Fig. 8. Valeurs aspectuelles élémentaires.

 

C’est le cas de la conjoncture particulière du « stress » ou du carpe diem. Elle fait se rencontrer deux aspects de transition, le terminatif et l’inchoatif : on est encore dans un chorème dont on sortira, mais déjà dans un autre chorème dont on n’échappera pas. Dans le sonnet magnifique mais cruel du poète espagnol baroque Luis de Góngora, Mientras por competir con tu cabello, la dame apprend de la voix du poète qu’elle est encore belle mais qu’elle a déjà perdu sa jeunesse, il faut donc qu’elle se hâte d’aimer (le poète), qu’elle se décide pendant qu’il est encore temps.

Fig. 9. Encoredéjà. Le drame du « stress ».

Il peut s’agir d’une situation écologique ou personnelle encore vivable (X) mais déjà dégradée (Y), et l’intersection XY est destinée à disparaître : S aura perdu la condition X et se retrouvera exclusivement dans la condition Y.

---+---

--- SÉRIE D'EXERCICES ---
1. Selon le passage choisi, quels deux aspects de transition se rencontrent dans la conjoncture du « stress » ?
2. Relevez, s'il vous plaît, toutes les lignes qui contiennent le mot « instance ». La casse compte.

---+---

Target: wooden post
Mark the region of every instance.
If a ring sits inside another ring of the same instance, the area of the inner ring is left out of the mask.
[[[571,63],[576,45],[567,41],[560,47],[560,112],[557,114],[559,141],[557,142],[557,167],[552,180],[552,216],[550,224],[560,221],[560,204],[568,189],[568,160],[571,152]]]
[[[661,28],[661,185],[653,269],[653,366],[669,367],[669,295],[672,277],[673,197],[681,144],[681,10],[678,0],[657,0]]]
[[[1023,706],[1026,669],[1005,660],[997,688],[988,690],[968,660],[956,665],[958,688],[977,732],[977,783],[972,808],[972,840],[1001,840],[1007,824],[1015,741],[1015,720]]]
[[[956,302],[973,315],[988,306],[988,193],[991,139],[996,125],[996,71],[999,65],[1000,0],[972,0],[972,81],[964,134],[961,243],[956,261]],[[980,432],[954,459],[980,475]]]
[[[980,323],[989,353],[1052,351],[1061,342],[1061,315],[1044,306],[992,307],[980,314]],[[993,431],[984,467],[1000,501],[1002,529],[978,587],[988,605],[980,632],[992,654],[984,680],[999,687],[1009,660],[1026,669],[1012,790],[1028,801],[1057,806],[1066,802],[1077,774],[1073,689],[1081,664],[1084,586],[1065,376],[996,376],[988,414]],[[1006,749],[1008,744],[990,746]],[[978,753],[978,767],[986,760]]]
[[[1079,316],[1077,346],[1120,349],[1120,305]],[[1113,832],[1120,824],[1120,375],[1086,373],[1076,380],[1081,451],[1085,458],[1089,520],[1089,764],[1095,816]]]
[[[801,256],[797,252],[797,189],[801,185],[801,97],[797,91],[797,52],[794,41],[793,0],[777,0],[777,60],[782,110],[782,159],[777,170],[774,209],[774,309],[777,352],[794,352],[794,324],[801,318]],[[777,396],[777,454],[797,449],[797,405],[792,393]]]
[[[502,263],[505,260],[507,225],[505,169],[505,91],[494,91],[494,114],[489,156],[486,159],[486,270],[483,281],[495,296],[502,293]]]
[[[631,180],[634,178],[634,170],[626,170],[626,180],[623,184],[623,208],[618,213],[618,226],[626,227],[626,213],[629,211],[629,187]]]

---+---

--- RÉPONSES COMPLÈTES ---
1. Le terminatif et l'inchoatif.

2.
Mark the region of every instance.
If a ring sits inside another ring of the same instance, the area of the inner ring is left out of the mask.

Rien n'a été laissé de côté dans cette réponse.